Assignment - The entries below should be transcribed in their entirety, exactly as written.

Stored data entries
§ §
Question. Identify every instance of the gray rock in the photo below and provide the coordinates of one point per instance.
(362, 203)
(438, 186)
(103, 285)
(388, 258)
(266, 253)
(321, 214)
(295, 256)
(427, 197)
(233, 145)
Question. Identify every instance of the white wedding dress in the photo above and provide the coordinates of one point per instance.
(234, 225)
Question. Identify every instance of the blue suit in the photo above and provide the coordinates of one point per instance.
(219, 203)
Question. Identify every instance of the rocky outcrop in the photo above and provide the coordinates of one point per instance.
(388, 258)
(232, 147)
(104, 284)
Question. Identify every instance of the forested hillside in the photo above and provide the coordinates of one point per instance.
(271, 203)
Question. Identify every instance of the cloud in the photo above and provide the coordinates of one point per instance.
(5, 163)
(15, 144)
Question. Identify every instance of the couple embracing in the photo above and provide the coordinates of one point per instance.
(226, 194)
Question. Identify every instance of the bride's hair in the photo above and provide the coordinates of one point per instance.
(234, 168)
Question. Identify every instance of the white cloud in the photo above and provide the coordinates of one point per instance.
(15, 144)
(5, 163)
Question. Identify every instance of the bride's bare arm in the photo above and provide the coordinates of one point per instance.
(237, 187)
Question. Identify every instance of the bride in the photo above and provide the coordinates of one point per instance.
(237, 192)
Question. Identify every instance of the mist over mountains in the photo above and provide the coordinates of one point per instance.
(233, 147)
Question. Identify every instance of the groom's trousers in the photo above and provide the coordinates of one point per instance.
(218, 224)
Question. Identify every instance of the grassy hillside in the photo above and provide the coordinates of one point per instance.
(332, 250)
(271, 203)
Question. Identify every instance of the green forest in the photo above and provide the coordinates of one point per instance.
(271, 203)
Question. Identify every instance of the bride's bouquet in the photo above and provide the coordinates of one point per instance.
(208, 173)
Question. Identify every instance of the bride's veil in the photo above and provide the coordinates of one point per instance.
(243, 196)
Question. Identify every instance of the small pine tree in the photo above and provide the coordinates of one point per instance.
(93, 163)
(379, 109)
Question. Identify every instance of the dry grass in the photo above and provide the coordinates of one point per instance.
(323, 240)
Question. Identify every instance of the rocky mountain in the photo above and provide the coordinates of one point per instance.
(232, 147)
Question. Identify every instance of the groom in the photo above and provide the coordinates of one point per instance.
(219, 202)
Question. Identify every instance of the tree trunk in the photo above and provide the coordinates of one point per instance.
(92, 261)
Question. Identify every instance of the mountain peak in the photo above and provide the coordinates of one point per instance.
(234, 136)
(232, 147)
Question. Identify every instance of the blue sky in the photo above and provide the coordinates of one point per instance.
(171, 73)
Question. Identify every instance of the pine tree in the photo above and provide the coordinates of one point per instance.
§ §
Finished exercise -
Question. Identify every instance of the gray rock in the photo below and provide the coordinates of one point per instance.
(362, 203)
(438, 186)
(103, 285)
(388, 258)
(266, 253)
(321, 214)
(295, 256)
(427, 197)
(233, 145)
Question. Identify every instance of the white wedding dress in the photo above and provide the coordinates of one point per instance.
(234, 225)
Question. Identify every instance of the blue suit in the photo above and provide the coordinates of one point per instance.
(219, 203)
Question. Identify every instance of the rocky outcrop in the photo above and provide the coordinates of one point per instance.
(388, 258)
(232, 147)
(104, 284)
Question. Identify every instance of the forested hillside in the photo above and provide the coordinates of one point per instance.
(271, 203)
Question. Identify every instance of the cloud in the photo above and provide the coordinates of one point per instance.
(5, 163)
(15, 144)
Question. Identify every instance of the couple embracing in the photo above and provide the coordinates of one point per instance.
(226, 194)
Question. Identify every instance of the bride's hair in the photo above and provide the coordinates of one point per instance.
(234, 168)
Question. Identify every instance of the white cloud in the photo above and provide the coordinates of one point per instance.
(15, 144)
(5, 163)
Question. Identify every instance of the bride's bare arm in the photo above and provide the coordinates of one point per instance.
(237, 187)
Question. Identify every instance of the bride in the photo above and provide the coordinates of one point per instance.
(237, 192)
Question. Identify every instance of the mist over mountains in the photo above and provide the coordinates of one point per instance.
(233, 147)
Question. Identify every instance of the groom's trousers in the photo above and provide the coordinates of one point per instance.
(218, 224)
Question. Identify every instance of the grassy hillside in the photo above and provide the coordinates of one point per instance.
(332, 250)
(271, 203)
Question. Identify every instance of the green forest in the photo above and provide the coordinates of one point per instance.
(271, 203)
Question. Identify every instance of the bride's bouquet in the photo above and provide the coordinates of one point per instance.
(208, 173)
Question. Identify every instance of the bride's veil in the photo above and provide the coordinates of one point per instance.
(243, 196)
Question. Identify every instance of the small pine tree in the photo above and provide the coordinates of one point per instance.
(93, 163)
(379, 109)
Question. Identify every instance of the dry grass in the photo above and provide the coordinates of one point per instance.
(323, 240)
Question. Identify every instance of the rocky mountain in the photo above and provide the coordinates of one point per instance.
(232, 147)
Question. Identify every instance of the groom in the photo above and provide the coordinates of one point per instance.
(219, 202)
Question. Identify every instance of the tree trunk in the photo above and provide the coordinates of one point per instance.
(92, 261)
Question. Identify every instance of the mountain peak in the photo above and provide the coordinates of one point per instance.
(234, 136)
(232, 147)
Question. Identify every instance of the blue sky in the photo above and provide the coordinates of one point per instance.
(171, 73)
Question. Identify every instance of the pine tree in the photo above and provide the coordinates of one point per instance.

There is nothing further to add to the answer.